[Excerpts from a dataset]
+++++
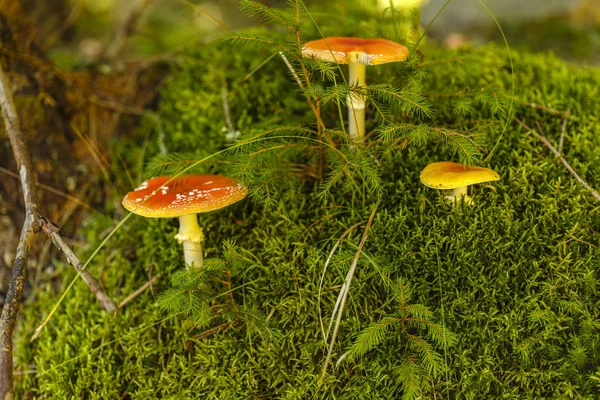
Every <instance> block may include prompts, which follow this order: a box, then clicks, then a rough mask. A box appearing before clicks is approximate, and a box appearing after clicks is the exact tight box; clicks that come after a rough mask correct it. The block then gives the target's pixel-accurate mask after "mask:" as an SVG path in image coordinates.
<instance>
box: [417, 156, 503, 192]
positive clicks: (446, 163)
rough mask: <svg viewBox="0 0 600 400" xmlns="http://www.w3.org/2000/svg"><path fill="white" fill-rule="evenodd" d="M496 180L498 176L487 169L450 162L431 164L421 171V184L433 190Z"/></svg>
mask: <svg viewBox="0 0 600 400" xmlns="http://www.w3.org/2000/svg"><path fill="white" fill-rule="evenodd" d="M497 180H500V175H498V174H497V173H496V172H495V171H493V170H491V169H489V168H485V167H475V166H473V167H470V166H468V165H463V164H459V163H455V162H452V161H441V162H435V163H431V164H429V165H428V166H426V167H425V168H424V169H423V171H421V183H422V184H423V185H425V186H429V187H431V188H434V189H454V188H457V187H461V186H468V185H474V184H477V183H483V182H490V181H497Z"/></svg>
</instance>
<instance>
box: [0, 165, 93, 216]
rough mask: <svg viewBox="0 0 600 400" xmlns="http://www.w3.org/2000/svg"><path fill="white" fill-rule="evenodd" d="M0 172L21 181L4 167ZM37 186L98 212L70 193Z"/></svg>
mask: <svg viewBox="0 0 600 400" xmlns="http://www.w3.org/2000/svg"><path fill="white" fill-rule="evenodd" d="M0 172H3V173H5V174H6V175H8V176H12V177H13V178H16V179H19V175H17V174H15V173H14V172H12V171H11V170H9V169H6V168H4V167H0ZM36 186H37V187H39V188H41V189H44V190H47V191H49V192H52V193H54V194H56V195H59V196H61V197H64V198H65V199H67V200H70V201H72V202H73V203H76V204H79V205H80V206H82V207H84V208H85V209H87V210H90V211H96V210H95V209H94V208H93V207H92V206H90V205H89V204H87V203H86V202H84V201H83V200H80V199H78V198H77V197H74V196H71V195H70V194H68V193H65V192H62V191H60V190H58V189H55V188H53V187H52V186H48V185H44V184H43V183H39V182H36Z"/></svg>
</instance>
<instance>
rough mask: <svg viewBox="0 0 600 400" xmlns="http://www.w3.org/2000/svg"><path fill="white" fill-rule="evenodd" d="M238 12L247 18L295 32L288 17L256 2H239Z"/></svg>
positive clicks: (260, 3)
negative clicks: (239, 8)
mask: <svg viewBox="0 0 600 400" xmlns="http://www.w3.org/2000/svg"><path fill="white" fill-rule="evenodd" d="M240 10H242V11H243V12H244V13H245V14H246V15H248V16H249V17H252V18H255V19H257V20H259V21H261V22H264V23H266V24H269V25H272V26H280V27H284V28H286V29H288V30H290V31H292V32H295V31H296V27H295V26H294V24H292V23H291V22H290V21H288V17H287V16H286V15H285V14H284V13H283V12H281V11H279V10H277V9H275V8H272V7H269V6H266V5H264V4H261V3H259V2H257V1H253V0H242V1H240Z"/></svg>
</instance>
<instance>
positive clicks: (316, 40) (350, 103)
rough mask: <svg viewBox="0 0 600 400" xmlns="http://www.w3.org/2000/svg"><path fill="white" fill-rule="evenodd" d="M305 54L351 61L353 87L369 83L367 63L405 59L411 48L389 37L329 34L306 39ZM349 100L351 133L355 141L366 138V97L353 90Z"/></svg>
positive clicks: (344, 62) (361, 139)
mask: <svg viewBox="0 0 600 400" xmlns="http://www.w3.org/2000/svg"><path fill="white" fill-rule="evenodd" d="M302 55H303V56H305V57H313V58H317V59H319V60H323V61H328V62H334V63H337V64H348V68H349V71H348V81H349V82H348V83H349V85H350V86H351V87H354V86H357V87H359V88H363V87H365V85H366V80H365V76H366V67H367V65H377V64H385V63H389V62H397V61H404V60H406V59H407V58H408V49H407V48H406V47H405V46H403V45H401V44H399V43H395V42H392V41H391V40H386V39H361V38H352V37H328V38H324V39H319V40H313V41H310V42H307V43H306V44H305V45H304V47H303V48H302ZM347 103H348V133H349V135H350V137H351V138H352V139H353V140H354V141H359V142H363V141H364V139H365V98H364V96H362V95H359V94H356V93H351V94H350V95H348V98H347Z"/></svg>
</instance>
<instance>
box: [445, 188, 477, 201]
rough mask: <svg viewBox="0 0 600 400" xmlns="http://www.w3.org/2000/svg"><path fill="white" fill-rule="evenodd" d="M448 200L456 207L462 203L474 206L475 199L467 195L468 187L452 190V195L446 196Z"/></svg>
mask: <svg viewBox="0 0 600 400" xmlns="http://www.w3.org/2000/svg"><path fill="white" fill-rule="evenodd" d="M446 199H448V200H450V201H451V202H452V204H453V205H455V206H456V205H457V204H458V202H460V201H462V202H464V203H465V204H468V205H472V204H473V199H472V198H471V197H470V196H469V195H468V194H467V186H459V187H457V188H454V189H452V194H451V195H449V196H446Z"/></svg>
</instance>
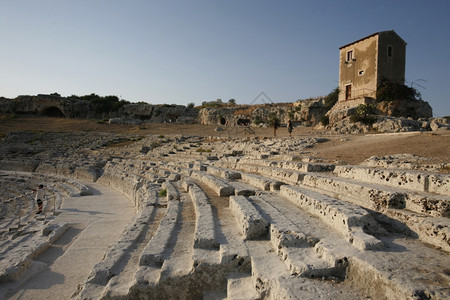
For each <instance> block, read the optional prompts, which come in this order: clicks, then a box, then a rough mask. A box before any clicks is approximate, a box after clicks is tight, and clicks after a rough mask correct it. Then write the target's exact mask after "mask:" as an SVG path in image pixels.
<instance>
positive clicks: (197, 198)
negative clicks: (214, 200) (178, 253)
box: [188, 184, 219, 250]
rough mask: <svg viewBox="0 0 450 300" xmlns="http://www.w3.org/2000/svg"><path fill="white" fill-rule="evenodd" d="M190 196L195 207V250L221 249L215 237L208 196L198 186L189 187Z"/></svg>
mask: <svg viewBox="0 0 450 300" xmlns="http://www.w3.org/2000/svg"><path fill="white" fill-rule="evenodd" d="M188 187H189V195H190V197H191V199H192V202H193V203H194V207H195V219H196V225H195V235H194V248H201V249H216V250H218V249H219V243H218V242H217V240H216V235H215V230H214V228H215V222H214V216H213V212H212V208H211V204H210V203H209V200H208V197H207V196H206V194H205V193H204V192H203V191H202V190H201V189H200V188H199V187H198V186H197V185H196V184H192V185H189V186H188Z"/></svg>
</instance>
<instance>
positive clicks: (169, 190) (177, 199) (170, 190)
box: [161, 181, 180, 201]
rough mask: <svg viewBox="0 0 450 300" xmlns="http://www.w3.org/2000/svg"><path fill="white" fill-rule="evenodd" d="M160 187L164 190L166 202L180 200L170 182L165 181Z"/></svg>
mask: <svg viewBox="0 0 450 300" xmlns="http://www.w3.org/2000/svg"><path fill="white" fill-rule="evenodd" d="M161 187H162V188H163V189H166V196H167V201H171V200H180V193H179V192H178V190H177V189H176V188H175V186H174V185H173V184H172V183H171V182H170V181H165V182H164V183H163V184H162V185H161Z"/></svg>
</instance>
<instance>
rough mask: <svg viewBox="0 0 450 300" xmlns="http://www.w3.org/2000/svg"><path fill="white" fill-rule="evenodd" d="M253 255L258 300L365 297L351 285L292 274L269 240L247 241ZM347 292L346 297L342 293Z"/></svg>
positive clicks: (323, 298)
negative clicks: (274, 297) (265, 240)
mask: <svg viewBox="0 0 450 300" xmlns="http://www.w3.org/2000/svg"><path fill="white" fill-rule="evenodd" d="M247 245H248V248H249V252H250V255H251V258H252V277H253V281H254V282H255V288H256V291H257V292H258V295H259V299H266V298H271V297H276V298H277V299H321V298H323V299H362V298H363V295H361V294H359V293H358V292H355V291H354V290H352V289H351V288H349V287H347V286H343V285H337V284H335V283H333V282H330V281H327V280H316V279H314V280H313V279H309V278H304V277H297V276H292V275H291V273H290V271H288V270H287V268H286V267H284V268H282V267H280V264H281V265H284V264H283V263H282V262H281V261H280V258H279V257H278V256H277V254H276V253H274V252H273V251H272V250H271V246H270V244H269V242H264V241H248V242H247ZM343 295H345V296H343Z"/></svg>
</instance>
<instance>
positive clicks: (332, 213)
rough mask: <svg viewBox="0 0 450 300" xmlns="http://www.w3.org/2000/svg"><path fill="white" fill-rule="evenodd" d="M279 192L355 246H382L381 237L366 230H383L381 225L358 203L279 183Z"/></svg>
mask: <svg viewBox="0 0 450 300" xmlns="http://www.w3.org/2000/svg"><path fill="white" fill-rule="evenodd" d="M280 194H281V195H282V196H283V197H284V198H286V199H288V200H289V201H291V202H292V203H294V204H296V205H297V206H299V207H300V208H302V209H304V210H306V211H307V212H309V213H311V214H313V215H315V216H317V217H319V218H320V219H322V220H323V221H324V222H325V223H326V224H328V225H329V226H330V227H332V228H334V229H335V230H337V231H338V232H340V234H341V235H342V236H344V237H345V238H346V239H347V241H349V242H350V243H352V244H354V245H355V246H356V247H357V248H358V249H360V250H366V249H379V248H381V247H383V244H382V242H381V241H380V240H378V239H376V238H375V237H374V236H371V235H369V234H367V233H366V232H380V231H383V229H382V227H380V226H379V225H378V223H377V222H376V221H375V220H374V219H373V218H372V217H371V216H370V215H369V213H368V212H367V211H366V210H364V209H363V208H361V207H360V206H357V205H354V204H351V203H346V202H344V201H339V200H337V199H333V198H331V197H329V196H326V195H323V194H319V193H316V192H313V191H309V190H306V189H303V188H300V187H294V186H289V185H284V186H281V188H280ZM362 228H364V229H365V231H366V232H364V231H363V230H362Z"/></svg>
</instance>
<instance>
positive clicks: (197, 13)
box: [0, 0, 450, 117]
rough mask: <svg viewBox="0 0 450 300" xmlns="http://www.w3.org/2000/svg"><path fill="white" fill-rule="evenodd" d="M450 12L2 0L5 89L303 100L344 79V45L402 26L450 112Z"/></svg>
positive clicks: (4, 96) (330, 1) (284, 1)
mask: <svg viewBox="0 0 450 300" xmlns="http://www.w3.org/2000/svg"><path fill="white" fill-rule="evenodd" d="M449 13H450V1H449V0H430V1H423V0H421V1H417V0H403V1H402V0H387V1H385V0H372V1H366V0H355V1H347V0H342V1H325V0H312V1H309V0H304V1H301V0H277V1H275V0H274V1H268V0H222V1H219V0H184V1H181V0H179V1H175V0H164V1H152V0H145V1H144V0H130V1H125V0H39V1H38V0H0V96H3V97H6V98H15V97H17V96H18V95H37V94H50V93H54V92H56V93H59V94H61V95H62V96H70V95H78V96H82V95H88V94H91V93H96V94H98V95H101V96H106V95H116V96H118V97H120V98H121V99H125V100H128V101H130V102H140V101H143V102H148V103H151V104H181V105H187V104H189V103H194V104H196V105H200V104H201V103H202V102H203V101H214V100H217V99H222V101H224V102H227V101H228V100H229V99H235V100H236V103H238V104H248V103H257V102H258V101H259V99H258V95H261V93H264V94H265V95H267V97H268V98H269V100H271V101H273V102H294V101H296V100H298V99H306V98H310V97H318V96H324V95H327V94H328V93H329V92H331V91H332V90H333V89H334V88H336V87H337V86H338V80H339V47H341V46H343V45H346V44H348V43H351V42H353V41H356V40H358V39H360V38H363V37H365V36H368V35H370V34H373V33H376V32H379V31H385V30H395V31H396V32H397V34H399V35H400V36H401V37H402V38H403V39H404V40H405V41H406V42H407V48H406V74H405V77H406V78H405V80H406V84H408V85H412V86H413V87H415V88H416V89H417V90H418V91H419V92H420V93H421V94H422V98H423V99H424V100H426V101H428V102H429V103H430V105H431V107H432V108H433V115H434V116H435V117H442V116H449V115H450V91H449V88H450V76H449V71H450V18H449ZM263 101H264V100H263ZM266 101H267V99H266Z"/></svg>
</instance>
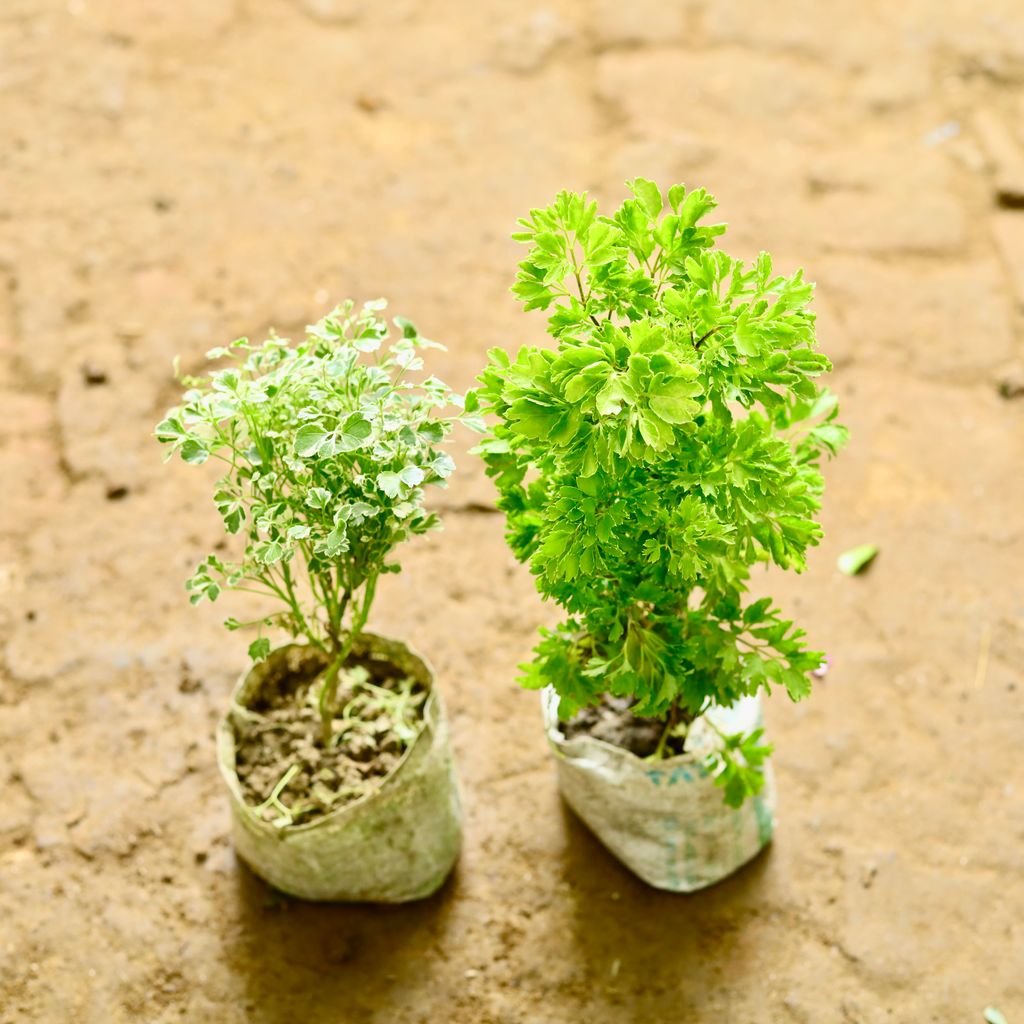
+++++
=== Your task ===
Return only those lines of the records that contain the string "which".

=== Output of the exercise ===
Every <instance> block may include prompts, which follow this order: a box, then clicks, then a rough mask. A box appearing before clicks is approximate, and a box appearing after clicks is the exact tight box; clicks that come after a rough mask correct it. The block then gives the target's pixel-accurate mask after "mask:" as an SVG path in image coordinates.
For each <instance> block, read the optional prompts, which come in this order: clicks, then a box, then a rough mask. A box before any clicks is approximate, a box after clicks is tight, and clicks after a rough mask correct it. Then write the target's exact mask after "mask:" as an SVG path in image pixels.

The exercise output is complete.